### Selected extract
* * * * * * *

Missing Mondays: Provincewide worker shortage forces restaurants to rethink Monday service
Inside Victoria’s iconic Dutch Bakery, a small bell rings every time an order comes through the kitchen.
Since Labour Day weekend, the bell hasn’t rung once at the Fort Street diner on a Monday.
"Being open six days a week was just no longer a functional option for us,” said co-owner Michelle Bryne.
“So, since the Labour Day weekend we've been closed Mondays."
Like so many restaurants in B.C., the pastry proprietor has been forced to shift hours of operation because of a major lack of staff.
The Dutch Bakery is now closed Sundays and Mondays so the staff it has kept through the pandemic doesn’t burn out.
"This is certainly not how we wanted to do business,” Bryne told CTV News Vancouver Island.
Victoria’s Downtown Business Association has watched as the restaurant industry has been pushed to new limits during the COVID-19 crisis.
It says many food service operators are now toying with hours in a way they have never before, all in hopes of staying afloat with so few staff.
"It's not like they've been having a great year-and-a-half,” said Jeff Bray, the business association’s executive director.
“It's been very tight all along and this is just another impact of COVID-19.”

* * * * * * *

### Supplied entries
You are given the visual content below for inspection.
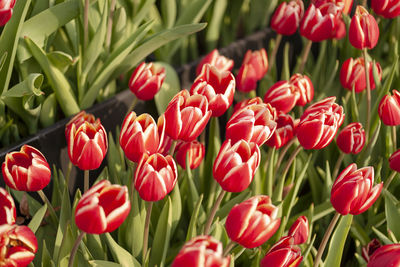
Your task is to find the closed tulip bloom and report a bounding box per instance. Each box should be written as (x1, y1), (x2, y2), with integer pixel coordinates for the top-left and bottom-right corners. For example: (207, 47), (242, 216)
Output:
(225, 195), (281, 248)
(135, 153), (178, 201)
(331, 163), (383, 215)
(119, 111), (160, 162)
(378, 90), (400, 126)
(171, 236), (230, 267)
(213, 139), (260, 192)
(196, 49), (234, 75)
(175, 140), (206, 170)
(0, 187), (17, 225)
(190, 64), (236, 117)
(129, 62), (165, 100)
(226, 104), (277, 146)
(336, 122), (365, 154)
(0, 224), (38, 267)
(75, 180), (131, 234)
(164, 90), (212, 142)
(271, 0), (304, 35)
(2, 145), (51, 191)
(349, 6), (379, 49)
(260, 236), (303, 267)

* * * * * * *

### Tasks and exercises
1) According to the restaurant staffing article, on which days is the Dutch Bakery now closed?
2) Please continue the restaurant staffing article with a few more sentences.
The entries have nothing to do with what comes next.

### Set of answers
1) Sundays and Mondays.

2)
Province-wide, the B.C. Foodservice and Restaurant Association estimates the industry is short more than 40,000 workers.
"It's going to be 10 years in B.C. before we have enough workers to handle our own economy,” said Ian Tostenson, the association’s president and CEO.
“That's why immigration is so important and why we are in such trouble now."
The Development Bank of Canada recently released a survey suggesting 55 per cent of small and medium-sized businesses cannot find enough staff.
The survey found the lack of workers is stunting the financial growth of the businesses in a major way.
Back at the Dutch Bakery, owners say hiring staff is nearly impossible right now, meaning they don’t expect Mondays will be coming back any time soon.
"Definitely for the foreseeable future; there just aren't people who want to work," Bryne said.